**EXTRACT PROVIDED**
○ ○ ○ ○

Sometime later this month "Diary and Other Rantings" (i.e. my weblog) will turn 7 years old, and I'll start my eighth year doing this activity called 'blogging'. Perhaps I'll mark the day, perhaps not. We'll see. Maybe I'll just stop doing it altogether. Maybe not. We'll see.
This all started in early 2001. I was at AOL making lots and lots of money from my Netscape stock options. I had a Netscape employee home page that was visited hundreds of thousands of times a day, but this was slowing. AOL no longer linked to it. I had started running a new server in the spare bedroom in 1998-1999, and later moved it to the garage. It took almost two years to get a working DSL link so that I could actually run a public website off of it. High-speed internet to the home was still an experimental technology. DSL wasn't yet ready for prime time and ISDN had other issues which plagued it. Leased-line required somebody to sell you an end-point on the public net and nobody was doing this, besides being limited to 56k which was now the speed of most modems. Web 'hosting' in those days was mostly for big business and costed big money. I could certainly afford it, but decided to spend my cash on more important things (like buying a music store a year later).
Running a Linux box with an internet link isn't very expensive in the overall scheme of things. So once the DSL was finally working I made a new home page and started improving it.
I think it was Cindy at 'Off the Beaten Path' (now at 'dustingmybrain.com' ) who first introduced me to the concept of a rambling page. Instead of replacing your 'Current Interests' web page every week, you just keep adding to it. Drop in a date. Write what's happening. I started doing this. I was writing HTML in emacs. I called it an online diary. I didn't have titles, categories, RSS feeds, etc. These would come much later. I wasn't writing 'articles', I was just rambling. Why do you need a title for it? That makes it look so structured. The only important thing is the date, so somebody knows when it was that you thought this way. This was important. After several years of living on Netscape time, I firmly believed that one didn't think the same way for very long, and technology was always changing - so information had to have a date.

○ ○ ○ ○

**DATA SHOWN**
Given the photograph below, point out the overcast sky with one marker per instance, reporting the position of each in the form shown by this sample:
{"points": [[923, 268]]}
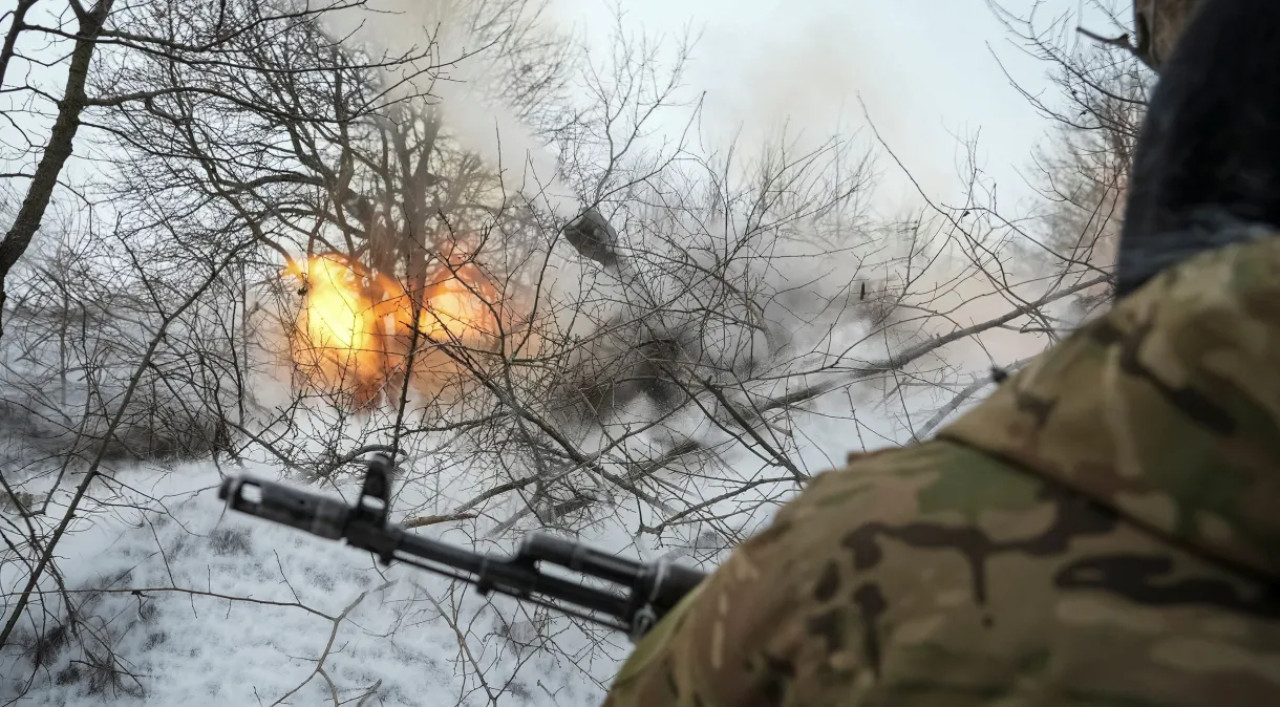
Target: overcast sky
{"points": [[926, 69]]}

○ ○ ○ ○

**THINGS TO DO**
a) Answer these questions using the text about the weblog's history.
(i) In what year did the weblog start?
(ii) Where was the server moved after the spare bedroom?
(iii) What program was used to write the HTML?
b) From the text about the weblog's history, return the passage starting with "Sometime later this" and going on through "Maybe not. We'll see.".

**FULL ANSWERS**
a)
(i) 2001
(ii) The garage
(iii) Emacs

b)
Sometime later this month "Diary and Other Rantings" (i.e. my weblog) will turn 7 years old, and I'll start my eighth year doing this activity called 'blogging'. Perhaps I'll mark the day, perhaps not. We'll see. Maybe I'll just stop doing it altogether. Maybe not. We'll see.